_文档节选_

--------------------

作者:asklxf

我们都知道,Java编译器负责将.java文件编译成.class文件,class文件存储的是java字节码,与.java文件无关(只要你愿意写一个 编译器,也可以将别的语言写的源代码编译成.class文件),本文准备详细解剖class文件的内部结构,并且把class文件结构读取并显示出来。

Class文件的格式由JVM规范规定,一共有以下部分:
1. magic number,必须是0xCAFEBABE,用于快速识别是否是一个class文件。
2. version,包括major和minor,如果版本号超过了JVM的识别范围,JVM将拒绝执行。
3. constant pool,常量池,存放所有用到的常量。
4. access flag,定义类的访问权限。
5. this class和super class,指示如何找到this class和super class。
6. interfaces,存放所有interfaces。
7. fields,存放所有fields。
8. methods,存放所有methods。
9. attributes,存放所有attributes。

先写一个Test.java:

package example.test;

public final class TestClass {
    public int id = 1234567;
    public void test() {}
}

然后编译,放在C:\example\test\Test.class。

我们用Java来读取和分析class,ClassAnalyzer的功能便是读取Test.class,分析结构,然后显示出来:

package classfile.format;

import java.io.*;

public class ClassAnalyzer {

    public static void main(String[] args) {
        DataInputStream input = null;
        try {
            input = new DataInputStream(new BufferedInputStream(new
                    FileInputStream(
                            "C:\\example\\test\\TestClass.class"

--------------------

_存储数据_

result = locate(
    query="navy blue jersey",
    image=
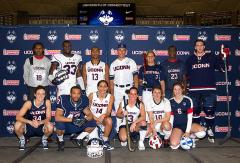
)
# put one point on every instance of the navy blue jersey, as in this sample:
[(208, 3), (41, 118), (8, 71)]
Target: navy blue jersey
[(181, 110), (69, 107), (201, 71), (172, 72), (37, 113), (152, 76)]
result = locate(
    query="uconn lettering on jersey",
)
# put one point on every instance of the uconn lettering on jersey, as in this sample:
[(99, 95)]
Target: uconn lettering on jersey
[(38, 112), (99, 105), (173, 70), (152, 72), (158, 112), (123, 67), (201, 65), (95, 70)]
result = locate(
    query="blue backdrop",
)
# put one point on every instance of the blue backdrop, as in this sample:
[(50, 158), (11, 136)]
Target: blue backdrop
[(16, 44)]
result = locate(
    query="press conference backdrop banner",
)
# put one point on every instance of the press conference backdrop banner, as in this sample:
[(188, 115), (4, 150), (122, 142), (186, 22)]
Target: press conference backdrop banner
[(16, 45)]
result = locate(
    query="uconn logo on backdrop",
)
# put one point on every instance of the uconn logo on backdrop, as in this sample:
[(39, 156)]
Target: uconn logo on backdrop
[(52, 36), (53, 96), (11, 97), (202, 35), (119, 36), (11, 36), (94, 36), (161, 36), (10, 127), (11, 66), (105, 17)]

--------------------

_任务说明_
**a.** 这篇讲class文件结构的文章里,magic number规定必须取什么值?
**b.** 把这篇讲class文件结构的文章中从“我们都知道,Java编译器负”开始、到“8. methods,存放所有methods。”为止(含这几个字)的文字原样抄下来。

_各题答案_
**a.** 必须是0xCAFEBABE。

**b.**
我们都知道,Java编译器负责将.java文件编译成.class文件,class文件存储的是java字节码,与.java文件无关(只要你愿意写一个 编译器,也可以将别的语言写的源代码编译成.class文件),本文准备详细解剖class文件的内部结构,并且把class文件结构读取并显示出来。

Class文件的格式由JVM规范规定,一共有以下部分:
1. magic number,必须是0xCAFEBABE,用于快速识别是否是一个class文件。
2. version,包括major和minor,如果版本号超过了JVM的识别范围,JVM将拒绝执行。
3. constant pool,常量池,存放所有用到的常量。
4. access flag,定义类的访问权限。
5. this class和super class,指示如何找到this class和super class。
6. interfaces,存放所有interfaces。
7. fields,存放所有fields。
8. methods,存放所有methods。